▼

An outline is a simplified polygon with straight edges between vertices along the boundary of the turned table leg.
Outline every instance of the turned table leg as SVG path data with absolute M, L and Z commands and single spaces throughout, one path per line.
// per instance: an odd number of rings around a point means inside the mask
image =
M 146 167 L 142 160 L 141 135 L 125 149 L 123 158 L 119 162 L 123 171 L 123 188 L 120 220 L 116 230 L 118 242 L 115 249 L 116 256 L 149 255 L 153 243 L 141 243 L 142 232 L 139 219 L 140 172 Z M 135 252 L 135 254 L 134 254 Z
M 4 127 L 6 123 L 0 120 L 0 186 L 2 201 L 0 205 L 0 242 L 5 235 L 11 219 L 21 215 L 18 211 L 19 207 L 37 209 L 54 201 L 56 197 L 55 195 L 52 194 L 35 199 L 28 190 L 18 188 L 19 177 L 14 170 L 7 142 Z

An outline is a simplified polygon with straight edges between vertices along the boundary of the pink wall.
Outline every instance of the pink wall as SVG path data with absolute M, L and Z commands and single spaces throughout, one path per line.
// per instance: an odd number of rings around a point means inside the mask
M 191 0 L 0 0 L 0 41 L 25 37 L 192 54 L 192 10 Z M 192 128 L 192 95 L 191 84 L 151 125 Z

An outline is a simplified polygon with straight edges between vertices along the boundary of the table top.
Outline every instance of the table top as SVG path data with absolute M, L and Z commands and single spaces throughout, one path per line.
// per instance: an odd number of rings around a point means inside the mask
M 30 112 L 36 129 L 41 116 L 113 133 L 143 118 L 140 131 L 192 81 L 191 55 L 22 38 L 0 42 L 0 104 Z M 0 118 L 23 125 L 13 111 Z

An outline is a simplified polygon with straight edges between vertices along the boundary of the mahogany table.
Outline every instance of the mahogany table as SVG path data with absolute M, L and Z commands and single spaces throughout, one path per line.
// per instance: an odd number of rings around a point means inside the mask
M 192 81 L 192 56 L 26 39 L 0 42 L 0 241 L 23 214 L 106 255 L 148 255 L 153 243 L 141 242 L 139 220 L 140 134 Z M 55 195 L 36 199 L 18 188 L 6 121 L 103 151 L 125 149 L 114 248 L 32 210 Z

▲

* [DESCRIPTION OF THE TASK]: Each record above should be restated word for word.

* [WRITTEN ANSWER]:
An outline is a simplified polygon with straight edges between vertices along the boundary of the turned table leg.
Outline every instance of the turned table leg as SVG path data with absolute M, L and Z commands and single spaces throughout, one path per line.
// per instance: an odd number of rings around a point means inside the mask
image =
M 146 167 L 142 160 L 141 135 L 125 149 L 123 158 L 119 162 L 123 171 L 123 188 L 120 220 L 116 230 L 118 242 L 115 249 L 116 256 L 149 255 L 153 243 L 141 243 L 142 232 L 139 219 L 140 172 Z M 135 252 L 135 254 L 134 254 Z
M 4 127 L 6 123 L 0 120 L 0 186 L 2 201 L 0 205 L 0 242 L 5 235 L 11 219 L 21 215 L 18 211 L 19 207 L 37 209 L 54 201 L 56 197 L 55 195 L 52 194 L 35 199 L 28 190 L 18 188 L 19 177 L 14 170 L 7 142 Z

An outline is a simplified polygon with straight edges between vertices along the boundary of the pink wall.
Outline every instance of the pink wall as SVG path data with absolute M, L and Z commands and single spaces throughout, one path per line.
// per instance: an odd number of rings around a point means inside the mask
M 191 0 L 0 0 L 0 41 L 25 37 L 192 54 L 192 10 Z M 192 128 L 192 95 L 191 84 L 151 125 Z

An outline is a simplified polygon with straight edges between vertices along the boundary of the table top.
Outline every instance of the table top as SVG path data with absolute M, L and Z commands and single spaces throughout, one path per line.
// per instance: an odd number of rings around a point means inside the mask
M 30 112 L 36 129 L 41 116 L 113 133 L 143 118 L 140 131 L 192 81 L 191 55 L 22 38 L 0 42 L 0 104 Z M 0 118 L 23 125 L 13 111 Z

An outline is a simplified polygon with straight edges between vertices along the boundary of the mahogany table.
Outline every instance of the mahogany table as SVG path data with absolute M, L and Z commands and single spaces throughout, one path per line.
// per instance: an odd number of rings around a point means inside the mask
M 192 81 L 192 56 L 26 39 L 0 42 L 0 241 L 23 214 L 106 255 L 148 255 L 153 243 L 141 242 L 139 220 L 140 134 Z M 55 195 L 36 199 L 18 188 L 6 121 L 103 151 L 125 149 L 114 248 L 32 210 Z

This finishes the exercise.